***** TRECHO SELECIONADO *****

No dia 11, a jornalista palestino-americana Shireen Abu Akleh, veterana correspondente da rede Al Jazeera na Palestina, foi assassinada por uma bala que, quase certamente, proveio dos onipresentes soldados de ocupação israelense, desta vez no campo de refugiados de Jenin, na Cisjordânia. O que se repete por mais de 55 anos, desde a guerra de 1967, em que a brutalidade da ocupação se somou ao sofrimento imposto ao povo palestino a partir de 1948. Nesse ano, dois terços da população original da Palestina foram expulsos e suas terra e propriedades foram indevidamente apropriadas pelo estado israelense e entregues aos colonos judaicos. Os perpetradores eram os antecessores dos soldados (e seus mandantes) que mataram Shireen e tantos outros palestinos e palestinas desde então. Não se pode esquecer que os dois milhões de palestinos de Gaza, descendentes de refugiados das guerras de 1948 e 1967, estão há mais de dez anos bloqueados por ar, mar e terra pelo poder militar israelense, no que se constitui na maior prisão a céu aberto do planeta.
O velório e especialmente o enterro de Shireen comoveram o mais profundo da sociedade palestina, em todas as divisões impostas pelos sionistas, mas particularmente na Cisjordânia e Jerusalém Oriental. Um número incalculável se precipitou pelas estreitas ruas da capital da Palestina em repúdio a mais um crime israelense.
Depois dos horrores da invasão russa e da guerra na Ucrânia, os olhos do mundo se voltaram por dois dias para a Palestina. Aproveitando-se do foco em outro lugar do planeta, em 4 de maio, a Corte Suprema israelense já tinha autorizado a expulsão de centenas de famílias palestinas na localidade de Al Mufagara, perto de Hebron, na Cisjordânia. Recordemos que as grandes manifestações de maio de 2021 na Palestina foram deflagradas em resposta à ameaça de expulsão de algumas poucas famílias em subúrbio de Jerusalém Oriental, Sheikh Jarrah.

*****

**REQUISITOS DA TAREFA:**
• a. Segundo o trecho selecionado sobre a morte de Shireen Abu Akleh, em que local a jornalista foi morta?
• b. Escreva o que vem depois da última frase do trecho selecionado sobre a morte de Shireen Abu Akleh.

***** DADOS *****

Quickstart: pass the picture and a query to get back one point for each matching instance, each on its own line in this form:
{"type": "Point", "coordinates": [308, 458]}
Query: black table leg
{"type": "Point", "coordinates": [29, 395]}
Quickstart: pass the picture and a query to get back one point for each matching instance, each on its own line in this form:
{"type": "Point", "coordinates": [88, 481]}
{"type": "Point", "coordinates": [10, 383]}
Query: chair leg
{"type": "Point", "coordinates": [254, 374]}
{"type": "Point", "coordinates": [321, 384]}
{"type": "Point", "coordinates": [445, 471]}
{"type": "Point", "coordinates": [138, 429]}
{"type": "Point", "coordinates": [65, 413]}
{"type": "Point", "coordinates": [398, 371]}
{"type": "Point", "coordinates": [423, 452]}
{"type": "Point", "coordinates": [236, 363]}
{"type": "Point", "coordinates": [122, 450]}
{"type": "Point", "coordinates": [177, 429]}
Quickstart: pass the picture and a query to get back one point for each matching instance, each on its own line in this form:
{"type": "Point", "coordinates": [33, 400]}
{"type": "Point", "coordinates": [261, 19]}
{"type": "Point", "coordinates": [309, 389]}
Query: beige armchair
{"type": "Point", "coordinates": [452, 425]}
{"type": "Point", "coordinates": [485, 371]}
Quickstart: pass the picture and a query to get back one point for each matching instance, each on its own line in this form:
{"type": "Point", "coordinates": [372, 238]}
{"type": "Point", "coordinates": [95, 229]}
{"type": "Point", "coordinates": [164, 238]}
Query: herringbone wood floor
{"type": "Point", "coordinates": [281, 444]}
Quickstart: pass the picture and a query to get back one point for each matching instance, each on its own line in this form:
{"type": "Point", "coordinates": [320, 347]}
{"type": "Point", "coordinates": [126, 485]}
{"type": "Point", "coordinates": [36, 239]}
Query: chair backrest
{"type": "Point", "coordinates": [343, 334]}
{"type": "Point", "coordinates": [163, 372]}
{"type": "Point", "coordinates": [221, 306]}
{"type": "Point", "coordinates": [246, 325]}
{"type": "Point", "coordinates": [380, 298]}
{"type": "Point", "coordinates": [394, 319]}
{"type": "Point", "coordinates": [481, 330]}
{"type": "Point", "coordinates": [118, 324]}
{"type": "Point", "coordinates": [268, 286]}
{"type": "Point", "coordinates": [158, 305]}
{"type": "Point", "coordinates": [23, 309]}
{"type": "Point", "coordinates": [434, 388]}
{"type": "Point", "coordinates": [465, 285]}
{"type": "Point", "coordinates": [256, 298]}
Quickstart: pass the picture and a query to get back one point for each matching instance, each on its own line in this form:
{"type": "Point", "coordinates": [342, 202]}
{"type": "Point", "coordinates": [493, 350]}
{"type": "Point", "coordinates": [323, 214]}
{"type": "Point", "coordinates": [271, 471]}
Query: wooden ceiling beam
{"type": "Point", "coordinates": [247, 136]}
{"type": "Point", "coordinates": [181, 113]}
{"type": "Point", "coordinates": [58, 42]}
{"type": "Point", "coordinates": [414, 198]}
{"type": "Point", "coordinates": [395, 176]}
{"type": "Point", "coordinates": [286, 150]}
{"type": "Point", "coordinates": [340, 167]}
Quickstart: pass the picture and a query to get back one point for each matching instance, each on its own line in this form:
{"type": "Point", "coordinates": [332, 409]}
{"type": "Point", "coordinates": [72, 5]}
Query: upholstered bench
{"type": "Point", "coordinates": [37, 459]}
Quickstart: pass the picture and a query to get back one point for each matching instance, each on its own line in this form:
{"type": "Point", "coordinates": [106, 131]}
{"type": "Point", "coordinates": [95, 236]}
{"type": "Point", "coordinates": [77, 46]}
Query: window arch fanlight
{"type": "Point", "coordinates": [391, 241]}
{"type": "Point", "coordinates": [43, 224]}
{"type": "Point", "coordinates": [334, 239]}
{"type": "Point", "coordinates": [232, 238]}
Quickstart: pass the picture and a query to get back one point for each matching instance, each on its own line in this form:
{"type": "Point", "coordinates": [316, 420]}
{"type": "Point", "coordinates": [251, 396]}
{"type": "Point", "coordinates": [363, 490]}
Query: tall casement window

*****

**RESULTADOS FINAIS:**
• a. No campo de refugiados de Jenin, na Cisjordânia.

• b.
A potência e a massividade das manifestações desde o assassinato de Shireen podem ser o sinal para mais um ciclo de resistência na longa luta palestina. Até o governo Biden foi obrigado a fazer um inacreditavelmente tímido para os padrões da principal potência mundial, falando de sua “preocupação” com o assassinato de uma jornalista que tinha dupla cidadania, palestina e… americana. O caráter de aliado preferencial dos EUA no Oriente Médio e o fato que as armas assassinas do exército israelense são financiadas há muitos anos pelos bilhões de dólares da ajuda militar a Israel. Imaginemos se fosse em outro cenário qual teria sido sua reação.
Desde o Esquerda Online, manifestamos nossa integral solidariedade com a dor dos familiares e amigos de Shireen e aos incontáveis que sentiram esse assassinato como mais uma infâmia sofrida coletivamente pelo povo palestino, que reverenciou e enterrou mais uma mártir da causa pela libertação nacional e social da Palestina. Ressaltamos que a infâmia do estado israelense não se resumiu ao assassinato de mais uma palestina, mas a profanação que assistimos com o ataque brutal realizado contra o cortejo fúnebre, que fez inclusive o caixão em que Shireen seria enterrada fosse quase derrubado no chão, cenas que foram amplamente divulgadas durante a sexta-feira, 13.
Divulgamos a seguir, por sua clara acusação ao exército israelense por este e outros crimes, o artigo do respeitado e valente jornalista Gideon Levy:
O sangue de uma jornalista é mais vermelho do que o de palestinos anônimos?
Por Gideon Levy*
O horror relativo expresso sobre o assassinato de Shireen Abu Akleh é justificado e necessário. É também tardio e arrogante. Agora vocês estão chocados? O sangue de uma jornalista famosa, não importa quão brava e experiente ela era – e ela o era – não é mais vermelho que o sangue de uma estudante secundarista anônima que estava indo para casa em um táxi lotado de mulheres nesta mesma Jenin, um mês atrás, quando foi assassinada pelos tiros de soldados israelenses.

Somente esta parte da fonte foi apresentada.